▶ **Task statement**:
From the entries below, report how many lines contain the string "roof". Only the number is wanted.
-- Stored data follows --
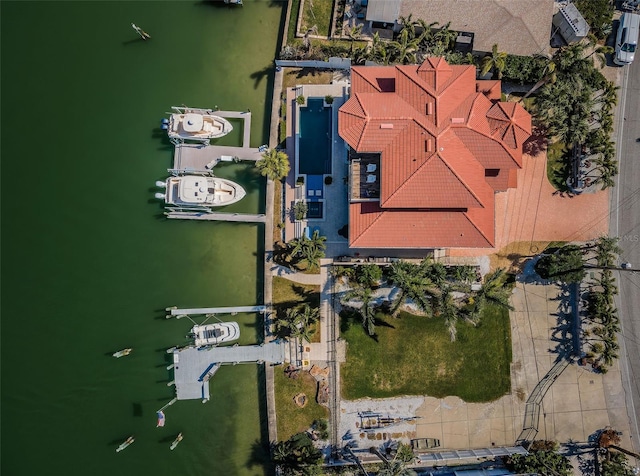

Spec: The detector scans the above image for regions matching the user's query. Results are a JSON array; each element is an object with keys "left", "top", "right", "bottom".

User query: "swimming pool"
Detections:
[{"left": 298, "top": 98, "right": 332, "bottom": 175}]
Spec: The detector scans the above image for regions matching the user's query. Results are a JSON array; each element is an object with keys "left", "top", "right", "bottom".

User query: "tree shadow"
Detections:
[
  {"left": 246, "top": 438, "right": 273, "bottom": 471},
  {"left": 132, "top": 403, "right": 143, "bottom": 417},
  {"left": 250, "top": 65, "right": 274, "bottom": 90},
  {"left": 548, "top": 282, "right": 580, "bottom": 360},
  {"left": 523, "top": 124, "right": 547, "bottom": 158}
]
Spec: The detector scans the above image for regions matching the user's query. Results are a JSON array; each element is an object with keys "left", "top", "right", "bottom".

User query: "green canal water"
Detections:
[{"left": 1, "top": 2, "right": 284, "bottom": 475}]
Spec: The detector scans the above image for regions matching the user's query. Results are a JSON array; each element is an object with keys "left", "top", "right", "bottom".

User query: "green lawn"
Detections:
[
  {"left": 274, "top": 365, "right": 329, "bottom": 440},
  {"left": 546, "top": 141, "right": 570, "bottom": 191},
  {"left": 341, "top": 305, "right": 512, "bottom": 402},
  {"left": 300, "top": 0, "right": 333, "bottom": 38},
  {"left": 272, "top": 276, "right": 321, "bottom": 342},
  {"left": 287, "top": 0, "right": 302, "bottom": 44}
]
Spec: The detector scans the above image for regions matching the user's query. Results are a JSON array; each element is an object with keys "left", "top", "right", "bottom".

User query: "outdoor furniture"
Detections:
[
  {"left": 366, "top": 163, "right": 377, "bottom": 173},
  {"left": 366, "top": 174, "right": 376, "bottom": 183}
]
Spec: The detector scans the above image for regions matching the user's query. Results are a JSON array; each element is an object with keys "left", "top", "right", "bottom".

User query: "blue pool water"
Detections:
[{"left": 298, "top": 98, "right": 331, "bottom": 175}]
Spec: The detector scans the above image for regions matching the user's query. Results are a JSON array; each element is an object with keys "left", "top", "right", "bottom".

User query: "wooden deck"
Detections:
[
  {"left": 166, "top": 211, "right": 266, "bottom": 223},
  {"left": 171, "top": 110, "right": 263, "bottom": 171},
  {"left": 172, "top": 343, "right": 287, "bottom": 400},
  {"left": 169, "top": 305, "right": 267, "bottom": 316}
]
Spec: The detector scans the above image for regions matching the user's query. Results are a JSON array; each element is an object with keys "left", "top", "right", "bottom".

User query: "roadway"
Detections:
[{"left": 611, "top": 55, "right": 640, "bottom": 456}]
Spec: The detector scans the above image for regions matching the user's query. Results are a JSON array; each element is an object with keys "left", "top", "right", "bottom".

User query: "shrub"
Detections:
[
  {"left": 296, "top": 95, "right": 306, "bottom": 105},
  {"left": 574, "top": 0, "right": 614, "bottom": 40},
  {"left": 502, "top": 54, "right": 548, "bottom": 84},
  {"left": 293, "top": 201, "right": 308, "bottom": 221}
]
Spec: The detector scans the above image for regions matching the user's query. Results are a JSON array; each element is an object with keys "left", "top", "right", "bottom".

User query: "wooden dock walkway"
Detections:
[
  {"left": 173, "top": 143, "right": 262, "bottom": 171},
  {"left": 172, "top": 343, "right": 286, "bottom": 400},
  {"left": 166, "top": 211, "right": 266, "bottom": 223},
  {"left": 169, "top": 305, "right": 267, "bottom": 316}
]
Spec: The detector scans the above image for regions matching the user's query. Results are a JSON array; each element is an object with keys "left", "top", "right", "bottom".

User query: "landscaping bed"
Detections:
[{"left": 340, "top": 304, "right": 512, "bottom": 402}]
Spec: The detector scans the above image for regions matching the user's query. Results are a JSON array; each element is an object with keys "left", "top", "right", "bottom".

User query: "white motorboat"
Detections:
[
  {"left": 113, "top": 348, "right": 132, "bottom": 358},
  {"left": 116, "top": 436, "right": 135, "bottom": 452},
  {"left": 191, "top": 322, "right": 240, "bottom": 346},
  {"left": 158, "top": 174, "right": 246, "bottom": 209},
  {"left": 162, "top": 107, "right": 232, "bottom": 144}
]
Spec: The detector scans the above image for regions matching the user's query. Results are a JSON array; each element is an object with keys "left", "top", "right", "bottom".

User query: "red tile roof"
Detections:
[{"left": 338, "top": 57, "right": 531, "bottom": 249}]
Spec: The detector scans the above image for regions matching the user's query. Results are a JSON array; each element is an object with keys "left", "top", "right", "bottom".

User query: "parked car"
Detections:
[{"left": 614, "top": 12, "right": 640, "bottom": 65}]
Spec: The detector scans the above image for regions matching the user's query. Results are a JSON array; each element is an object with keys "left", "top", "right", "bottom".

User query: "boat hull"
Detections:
[
  {"left": 167, "top": 112, "right": 232, "bottom": 143},
  {"left": 164, "top": 175, "right": 246, "bottom": 208}
]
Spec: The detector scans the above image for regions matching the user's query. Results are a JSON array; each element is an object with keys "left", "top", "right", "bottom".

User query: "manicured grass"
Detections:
[
  {"left": 341, "top": 305, "right": 512, "bottom": 402},
  {"left": 300, "top": 0, "right": 333, "bottom": 38},
  {"left": 282, "top": 68, "right": 333, "bottom": 89},
  {"left": 274, "top": 364, "right": 329, "bottom": 440},
  {"left": 272, "top": 276, "right": 321, "bottom": 342},
  {"left": 273, "top": 180, "right": 283, "bottom": 244},
  {"left": 546, "top": 141, "right": 570, "bottom": 191},
  {"left": 287, "top": 0, "right": 302, "bottom": 44}
]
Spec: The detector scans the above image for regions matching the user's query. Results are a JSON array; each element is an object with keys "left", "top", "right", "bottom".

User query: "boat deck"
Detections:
[{"left": 172, "top": 342, "right": 286, "bottom": 400}]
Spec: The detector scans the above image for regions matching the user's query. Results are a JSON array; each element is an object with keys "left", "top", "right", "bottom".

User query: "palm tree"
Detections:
[
  {"left": 389, "top": 29, "right": 420, "bottom": 64},
  {"left": 585, "top": 34, "right": 614, "bottom": 69},
  {"left": 344, "top": 285, "right": 377, "bottom": 335},
  {"left": 471, "top": 269, "right": 514, "bottom": 319},
  {"left": 480, "top": 44, "right": 507, "bottom": 79},
  {"left": 345, "top": 24, "right": 363, "bottom": 56},
  {"left": 256, "top": 148, "right": 290, "bottom": 181},
  {"left": 439, "top": 287, "right": 460, "bottom": 342}
]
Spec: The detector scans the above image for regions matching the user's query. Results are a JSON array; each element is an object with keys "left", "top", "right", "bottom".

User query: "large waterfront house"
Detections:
[
  {"left": 360, "top": 0, "right": 553, "bottom": 56},
  {"left": 338, "top": 57, "right": 531, "bottom": 249}
]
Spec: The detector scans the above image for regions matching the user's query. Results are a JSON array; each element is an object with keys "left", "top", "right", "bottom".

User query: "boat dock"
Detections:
[
  {"left": 171, "top": 342, "right": 286, "bottom": 400},
  {"left": 165, "top": 211, "right": 266, "bottom": 223},
  {"left": 172, "top": 110, "right": 263, "bottom": 172},
  {"left": 168, "top": 305, "right": 267, "bottom": 316}
]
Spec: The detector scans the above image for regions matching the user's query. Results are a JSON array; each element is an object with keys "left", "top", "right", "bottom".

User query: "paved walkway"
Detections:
[
  {"left": 450, "top": 149, "right": 610, "bottom": 258},
  {"left": 270, "top": 263, "right": 322, "bottom": 285}
]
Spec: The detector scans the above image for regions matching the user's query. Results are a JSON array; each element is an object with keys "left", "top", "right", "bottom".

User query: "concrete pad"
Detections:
[
  {"left": 549, "top": 383, "right": 581, "bottom": 413},
  {"left": 442, "top": 420, "right": 470, "bottom": 449},
  {"left": 468, "top": 418, "right": 493, "bottom": 447},
  {"left": 577, "top": 374, "right": 607, "bottom": 411},
  {"left": 415, "top": 421, "right": 443, "bottom": 441},
  {"left": 581, "top": 409, "right": 611, "bottom": 441},
  {"left": 416, "top": 398, "right": 444, "bottom": 423},
  {"left": 552, "top": 410, "right": 586, "bottom": 442},
  {"left": 440, "top": 396, "right": 468, "bottom": 422}
]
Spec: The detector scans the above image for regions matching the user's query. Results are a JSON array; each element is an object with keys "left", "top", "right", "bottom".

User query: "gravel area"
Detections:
[{"left": 339, "top": 396, "right": 425, "bottom": 449}]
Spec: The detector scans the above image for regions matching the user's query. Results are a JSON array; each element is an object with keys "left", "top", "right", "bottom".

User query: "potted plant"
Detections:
[
  {"left": 324, "top": 176, "right": 333, "bottom": 185},
  {"left": 324, "top": 95, "right": 334, "bottom": 106},
  {"left": 296, "top": 176, "right": 305, "bottom": 187},
  {"left": 296, "top": 95, "right": 306, "bottom": 105}
]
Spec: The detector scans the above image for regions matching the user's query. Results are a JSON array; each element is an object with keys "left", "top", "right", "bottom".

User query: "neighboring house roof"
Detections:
[
  {"left": 366, "top": 0, "right": 402, "bottom": 24},
  {"left": 338, "top": 57, "right": 531, "bottom": 249},
  {"left": 366, "top": 0, "right": 554, "bottom": 56}
]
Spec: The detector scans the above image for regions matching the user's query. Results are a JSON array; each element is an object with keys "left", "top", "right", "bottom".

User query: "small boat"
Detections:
[
  {"left": 116, "top": 436, "right": 135, "bottom": 452},
  {"left": 159, "top": 174, "right": 246, "bottom": 209},
  {"left": 156, "top": 411, "right": 166, "bottom": 428},
  {"left": 191, "top": 322, "right": 240, "bottom": 347},
  {"left": 113, "top": 348, "right": 132, "bottom": 358},
  {"left": 170, "top": 433, "right": 183, "bottom": 450},
  {"left": 164, "top": 106, "right": 232, "bottom": 145}
]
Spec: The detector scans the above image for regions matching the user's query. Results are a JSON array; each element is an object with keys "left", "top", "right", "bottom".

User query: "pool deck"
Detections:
[{"left": 284, "top": 83, "right": 350, "bottom": 242}]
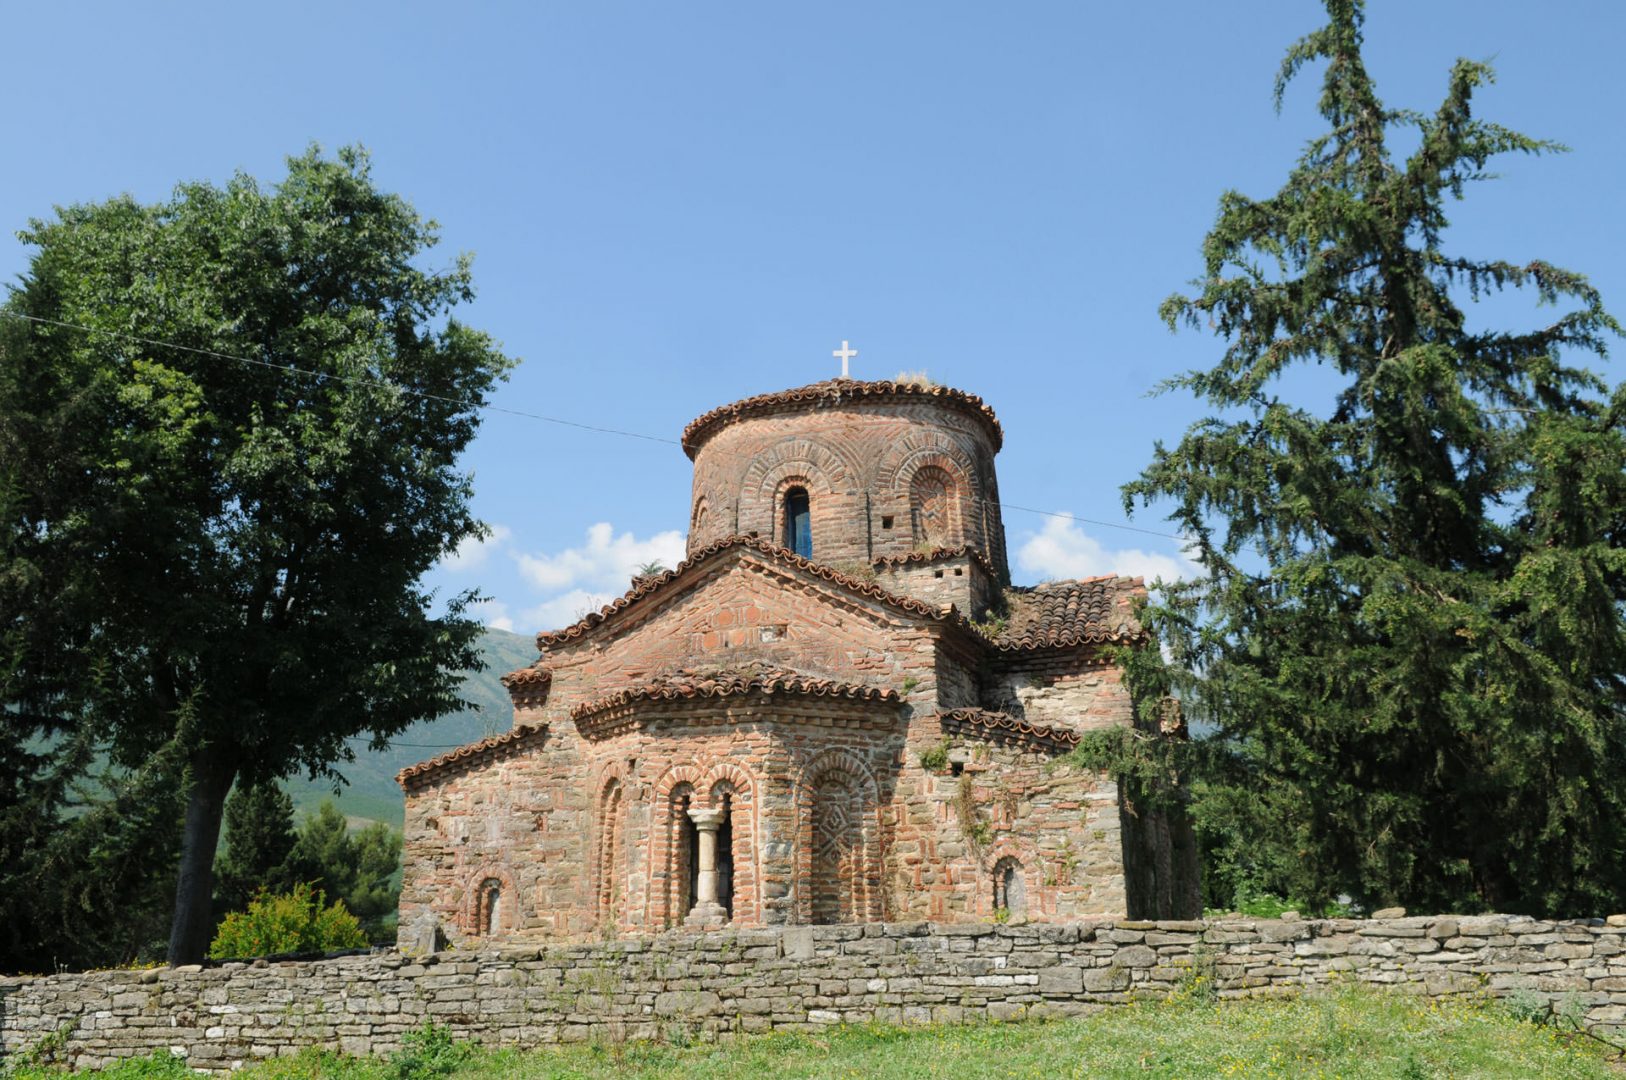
-- Stored data concluded --
▶ **Written answer**:
2